There’s one particular lesson that the Powers-that-Be repeated for me over and over as I met with clients and worked with them to help them overcome their health issues: Until a person is ready to heal, no power in the world can make them do so. Once they’re ready, nothing can stop them.

Something else I discovered along the way is that people will ask for all sorts of help even though they’re not actually ready to heal yet. Maybe they’re not being honest with themselves; we all face that issue from time to time. Or maybe they’re being pressured by friends or family to seek assistance. Or maybe – and this one really stung when I realized it had happened to me with a few clients – maybe they have no intention at all of healing because they’re getting too much mileage out of their health issues, but they make a big show of asking for help from every possible source in order to cover up the fact that, underneath it all, they’re perfectly happy being sick. There’s an awful lot that goes on in terms of people’s health and wellbeing beyond what they actually say and do in broad daylight.

I’m telling you all this because one of the big ‘rules of doing healing magic’ that many Pagans insist on is that you ask the person for permission before doing anything for them. What I’m saying is, asking may not get to the truth. In fact, the person you ask may not even be aware of their own truth in the matter. And unless you’re some sort of omnipotent deity, you simply can’t look into a person’s psyche and figure it out yourself.

What about those other examples I listed: a child or a person in a coma? A child may not really understand the situation if asked, and their parent or guardian may have their own agenda (well-intentioned or otherwise) that conflicts with the child’s. Yes, it happens, and we can’t look into other people’s hearts and magically (ha!) know what’s really going on. And obviously, you can’t ask a person in a coma whether they want to get better or whether they’re ready to move on out of this life.

So what’s an ethically responsible Pagan to do?

I can’t tell you what you should do (ethics is a deeply personal matter) but I can share what I do, and to me, it’s mostly a matter of respect and careful wording of intention. In a sense, it’s the magical version of holding out a tray of food to the person and letting them take whatever they like, as much or as little or nothing at all.

Whenever I offer healing to anyone, whether it’s an in-person Reiki session or a long-distance healing spell, I frame it with the intent that the energy will go toward whatever they need it for most at the moment. That may be a miraculous cure or a swift and painless death. As Pagans, it behooves us to understand that death is a part of the natural cycle and is not a failure, as much as the mainstream medical community might like us to view it that way. And yes, I consider that if an easy death is what the person needs and wants, that counts as healing. I can’t know what the person needs most, but on some level they do (or their higher self, guardians, guides, and so on).

I also add a second condition to all the healing work I do: The person may accept or reject as much of it as they please. They make take it all, for whatever they need it for at the time, or choose to receive some of it, or say no to every last bit. Any healing energy they don’t want will simply return to Source; I always make sure to specify that in any healing work I do. It’s not my place to insist that anyone accept whatever energy I’m sending to them, even if they’ve said that’s what they want. (See the section above about where a person’s truth lies.)

What if the person rejects it all? Have I wasted my time and energy? Why bother in the first place?

For me, I continue to offer healing because I can and because the possibility remains that the person to whom I am sending it may choose to accept it. It’s kind of like smiling at a stranger: They may accept my friendly gesture and allow it to add a tiny bit of positivity to their day, or they may not. But I’m not going to quit smiling at people simply because some of them scowl and turn away from me, because the little bit of good that smile does for the people who choose to accept it makes the world a better place. And to me, that’s ultimately what magic is all about: making the world a better place.

In the name of the Bee - And of the Butterfly - And of the Breeze - Amen!

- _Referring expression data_
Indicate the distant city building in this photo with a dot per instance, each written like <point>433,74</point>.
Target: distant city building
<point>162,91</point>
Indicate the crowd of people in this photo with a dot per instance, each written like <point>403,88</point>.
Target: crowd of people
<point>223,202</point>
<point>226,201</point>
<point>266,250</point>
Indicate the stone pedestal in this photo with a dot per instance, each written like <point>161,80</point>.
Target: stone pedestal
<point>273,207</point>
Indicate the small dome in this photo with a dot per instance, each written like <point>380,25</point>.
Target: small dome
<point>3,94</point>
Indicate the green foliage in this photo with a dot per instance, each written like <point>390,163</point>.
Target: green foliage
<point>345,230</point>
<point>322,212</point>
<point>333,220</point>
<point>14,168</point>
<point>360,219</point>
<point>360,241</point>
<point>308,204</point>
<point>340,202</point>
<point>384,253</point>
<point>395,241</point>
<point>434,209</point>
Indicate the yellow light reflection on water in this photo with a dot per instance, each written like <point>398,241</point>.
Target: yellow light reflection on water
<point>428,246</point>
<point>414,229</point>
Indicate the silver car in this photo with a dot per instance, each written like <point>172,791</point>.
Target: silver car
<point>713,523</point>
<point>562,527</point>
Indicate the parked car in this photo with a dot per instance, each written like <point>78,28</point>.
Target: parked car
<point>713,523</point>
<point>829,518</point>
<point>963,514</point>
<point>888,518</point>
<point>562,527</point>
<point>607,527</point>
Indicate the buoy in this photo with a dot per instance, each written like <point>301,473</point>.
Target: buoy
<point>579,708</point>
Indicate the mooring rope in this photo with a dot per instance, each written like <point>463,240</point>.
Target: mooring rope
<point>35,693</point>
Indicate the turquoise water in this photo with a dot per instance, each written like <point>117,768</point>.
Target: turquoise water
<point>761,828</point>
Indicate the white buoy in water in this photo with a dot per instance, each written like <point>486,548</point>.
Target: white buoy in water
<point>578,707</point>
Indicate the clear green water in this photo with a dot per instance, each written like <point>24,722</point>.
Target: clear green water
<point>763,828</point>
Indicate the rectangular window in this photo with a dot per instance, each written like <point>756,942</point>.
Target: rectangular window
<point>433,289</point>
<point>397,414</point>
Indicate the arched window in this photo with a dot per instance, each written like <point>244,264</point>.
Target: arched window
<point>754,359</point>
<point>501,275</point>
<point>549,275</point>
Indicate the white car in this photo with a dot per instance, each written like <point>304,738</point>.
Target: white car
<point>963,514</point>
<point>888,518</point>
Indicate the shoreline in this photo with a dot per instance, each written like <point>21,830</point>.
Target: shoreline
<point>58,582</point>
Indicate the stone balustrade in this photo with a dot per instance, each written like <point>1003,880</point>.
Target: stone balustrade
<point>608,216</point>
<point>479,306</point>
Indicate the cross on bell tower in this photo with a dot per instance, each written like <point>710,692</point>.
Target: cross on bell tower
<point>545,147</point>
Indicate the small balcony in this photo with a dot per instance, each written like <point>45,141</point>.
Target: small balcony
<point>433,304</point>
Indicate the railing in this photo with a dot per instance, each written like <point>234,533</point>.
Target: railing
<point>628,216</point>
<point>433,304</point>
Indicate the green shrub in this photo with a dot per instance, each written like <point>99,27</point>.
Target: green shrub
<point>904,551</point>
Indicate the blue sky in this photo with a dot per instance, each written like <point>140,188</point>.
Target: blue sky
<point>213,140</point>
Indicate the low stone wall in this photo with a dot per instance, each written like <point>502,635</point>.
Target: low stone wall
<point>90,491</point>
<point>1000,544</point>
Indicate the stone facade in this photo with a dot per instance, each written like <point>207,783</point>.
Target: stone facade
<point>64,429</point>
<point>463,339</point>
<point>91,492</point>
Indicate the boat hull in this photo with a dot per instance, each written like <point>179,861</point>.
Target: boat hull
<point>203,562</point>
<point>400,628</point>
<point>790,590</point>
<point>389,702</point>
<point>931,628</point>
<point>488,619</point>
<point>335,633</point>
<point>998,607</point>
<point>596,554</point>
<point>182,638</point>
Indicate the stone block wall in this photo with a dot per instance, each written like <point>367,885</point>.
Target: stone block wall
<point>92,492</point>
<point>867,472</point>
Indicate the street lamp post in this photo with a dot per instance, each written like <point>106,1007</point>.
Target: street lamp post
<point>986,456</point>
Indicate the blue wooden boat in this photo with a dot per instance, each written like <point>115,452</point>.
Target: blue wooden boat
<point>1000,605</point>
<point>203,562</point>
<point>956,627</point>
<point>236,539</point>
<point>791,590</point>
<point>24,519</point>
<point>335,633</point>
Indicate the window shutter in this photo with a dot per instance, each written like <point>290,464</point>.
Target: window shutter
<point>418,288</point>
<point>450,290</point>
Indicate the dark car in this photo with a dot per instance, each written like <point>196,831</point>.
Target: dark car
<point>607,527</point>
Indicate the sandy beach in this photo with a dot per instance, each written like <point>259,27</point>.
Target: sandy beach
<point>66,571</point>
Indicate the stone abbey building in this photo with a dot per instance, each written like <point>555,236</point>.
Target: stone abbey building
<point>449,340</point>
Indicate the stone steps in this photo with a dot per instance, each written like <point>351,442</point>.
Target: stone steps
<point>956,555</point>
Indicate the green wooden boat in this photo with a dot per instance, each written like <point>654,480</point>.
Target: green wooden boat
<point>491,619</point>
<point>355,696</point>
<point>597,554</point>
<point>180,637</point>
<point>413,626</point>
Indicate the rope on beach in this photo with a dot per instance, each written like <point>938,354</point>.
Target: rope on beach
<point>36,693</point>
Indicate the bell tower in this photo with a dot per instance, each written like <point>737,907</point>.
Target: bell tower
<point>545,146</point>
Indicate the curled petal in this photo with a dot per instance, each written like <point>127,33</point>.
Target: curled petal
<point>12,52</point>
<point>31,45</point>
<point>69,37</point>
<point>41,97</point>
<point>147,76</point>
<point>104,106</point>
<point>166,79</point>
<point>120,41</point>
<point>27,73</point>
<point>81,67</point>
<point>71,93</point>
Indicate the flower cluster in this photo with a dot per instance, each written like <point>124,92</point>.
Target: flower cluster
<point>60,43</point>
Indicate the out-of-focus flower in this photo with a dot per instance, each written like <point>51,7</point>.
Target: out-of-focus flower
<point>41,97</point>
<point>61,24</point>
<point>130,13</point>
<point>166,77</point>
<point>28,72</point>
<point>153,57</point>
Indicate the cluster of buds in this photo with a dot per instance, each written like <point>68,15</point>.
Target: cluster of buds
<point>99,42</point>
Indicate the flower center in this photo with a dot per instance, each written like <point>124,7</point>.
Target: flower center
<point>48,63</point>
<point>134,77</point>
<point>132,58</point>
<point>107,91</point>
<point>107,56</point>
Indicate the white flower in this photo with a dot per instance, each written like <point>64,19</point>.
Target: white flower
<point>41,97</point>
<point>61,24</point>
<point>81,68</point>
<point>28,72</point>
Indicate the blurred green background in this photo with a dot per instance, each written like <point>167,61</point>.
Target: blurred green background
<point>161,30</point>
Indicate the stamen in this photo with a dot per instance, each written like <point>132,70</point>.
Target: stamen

- _WORK INSTRUCTIONS_
**a)** In the healing magic text, turn the paragraph beginning "I also add a second condition" into a short bulleted list that keeps its main facts.
**b)** What everyday gesture does the healing magic text compare continuing to offer healing to?

- _RESPONSES PER TASK_
**a)**
- The writer adds a second condition to all healing work: the person may accept or reject as much of it as they please.
- They may take all of it, some of it, or none at all.
- Any healing energy they don't want returns to Source, and the writer always specifies this.
- It isn't the writer's place to insist that anyone accept the energy, even if they've said they want it.

**b)** Smiling at a stranger.